═════ TASK DATA

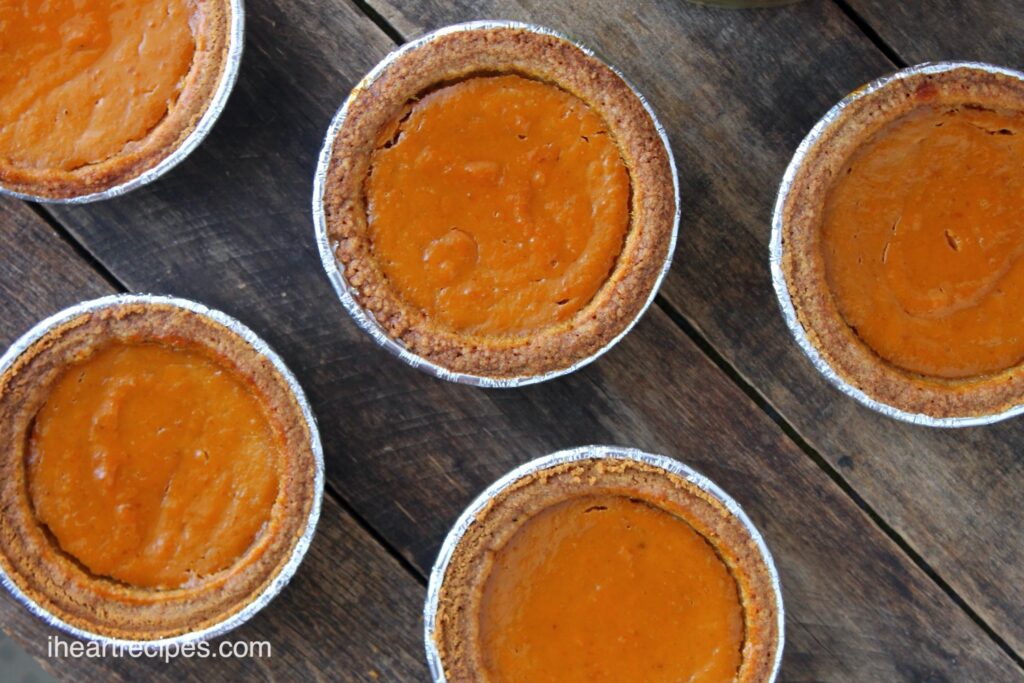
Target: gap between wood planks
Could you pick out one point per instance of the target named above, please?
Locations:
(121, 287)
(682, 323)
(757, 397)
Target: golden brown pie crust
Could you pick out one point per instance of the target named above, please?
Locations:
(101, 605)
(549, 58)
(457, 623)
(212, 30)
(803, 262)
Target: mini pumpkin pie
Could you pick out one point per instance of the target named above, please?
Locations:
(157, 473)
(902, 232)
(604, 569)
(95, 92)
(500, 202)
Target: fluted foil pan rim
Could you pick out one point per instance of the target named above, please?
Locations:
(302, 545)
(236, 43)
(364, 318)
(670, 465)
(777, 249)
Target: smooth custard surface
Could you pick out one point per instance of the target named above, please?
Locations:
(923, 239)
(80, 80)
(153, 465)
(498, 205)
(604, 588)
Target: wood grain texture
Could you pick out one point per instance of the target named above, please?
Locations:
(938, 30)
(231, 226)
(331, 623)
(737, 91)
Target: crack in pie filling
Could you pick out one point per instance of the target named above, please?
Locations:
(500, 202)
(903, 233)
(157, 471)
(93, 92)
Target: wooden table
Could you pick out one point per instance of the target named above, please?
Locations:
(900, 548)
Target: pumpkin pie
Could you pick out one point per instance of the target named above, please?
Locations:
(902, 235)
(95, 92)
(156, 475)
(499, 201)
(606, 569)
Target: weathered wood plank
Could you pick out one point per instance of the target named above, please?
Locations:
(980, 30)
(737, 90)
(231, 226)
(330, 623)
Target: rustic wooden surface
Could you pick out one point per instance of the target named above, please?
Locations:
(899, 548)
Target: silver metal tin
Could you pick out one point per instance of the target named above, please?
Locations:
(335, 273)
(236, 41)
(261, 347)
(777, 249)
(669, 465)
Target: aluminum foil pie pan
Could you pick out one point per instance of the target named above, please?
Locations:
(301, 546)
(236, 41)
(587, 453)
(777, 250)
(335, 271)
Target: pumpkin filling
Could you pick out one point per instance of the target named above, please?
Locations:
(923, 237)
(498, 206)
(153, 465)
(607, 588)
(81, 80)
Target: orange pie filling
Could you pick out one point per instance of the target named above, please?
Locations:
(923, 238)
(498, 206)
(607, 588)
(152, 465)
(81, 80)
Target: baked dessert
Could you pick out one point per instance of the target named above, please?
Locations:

══════════

Rewrite the data above with every "Locations" changed to "Points" and nothing else altered. Omit the pictures from your output.

Target: gap between wood planks
Could you pick out one point per instance of the target named above, please?
Points:
(121, 287)
(682, 323)
(757, 397)
Target: golden brown pie crust
Could you pick out one point per instance of the target named above, please?
Points:
(101, 605)
(549, 58)
(457, 623)
(212, 30)
(803, 262)
Target: mini pumpkin pie
Could you pick out one point per instance of the target named above, please?
Points:
(157, 473)
(902, 232)
(604, 569)
(95, 92)
(500, 202)
Target: fluted foil pan rim
Could you pick out one point per instance of the target named above, please?
Points:
(302, 545)
(236, 43)
(364, 318)
(670, 465)
(777, 249)
Target: smooth custard surface
Could you pick out one point per instance of the target named above, please?
Points:
(923, 239)
(80, 80)
(153, 465)
(498, 205)
(604, 588)
Target: wood grain texture
Could you pick out one point per instance of the target named above, please?
Points:
(938, 30)
(231, 226)
(331, 623)
(737, 91)
Target: crack in pie filling
Could you pick out one point per instance of the target named above, please?
Points:
(500, 202)
(903, 233)
(157, 471)
(93, 92)
Target: wooden table
Could you pick out one point per instance of the target named above, please?
Points:
(900, 548)
Target: pumpkin pie
Could you pick out one point per instance of the target named above, please?
Points:
(902, 235)
(95, 92)
(156, 475)
(499, 201)
(606, 569)
Target: weathered wood plank
Could you pick out one point per instance of the target named above, please?
Points:
(980, 30)
(737, 90)
(231, 226)
(330, 623)
Target: rustic wooden surface
Could you pick out one point per instance of the target named above, please?
Points:
(899, 548)
Target: silver metal tin
Could you pick out one point per instance of the target named above, please?
Points:
(335, 273)
(236, 41)
(261, 347)
(777, 249)
(669, 465)
Target: aluminum foil pie pan
Could you pick out one point per instance of the target named above, please?
Points:
(301, 546)
(236, 41)
(587, 453)
(777, 250)
(335, 271)
Target: pumpkin filling
Could you pick out one point per instance of the target named above, please?
Points:
(923, 237)
(498, 206)
(153, 465)
(607, 588)
(81, 80)
Target: orange pie filling
Could you pick out one point per instance of the target named above, please?
Points:
(923, 238)
(498, 206)
(607, 588)
(152, 465)
(81, 80)
Target: baked dessert
Could you pick out one point per instance of the target named above, please?
Points:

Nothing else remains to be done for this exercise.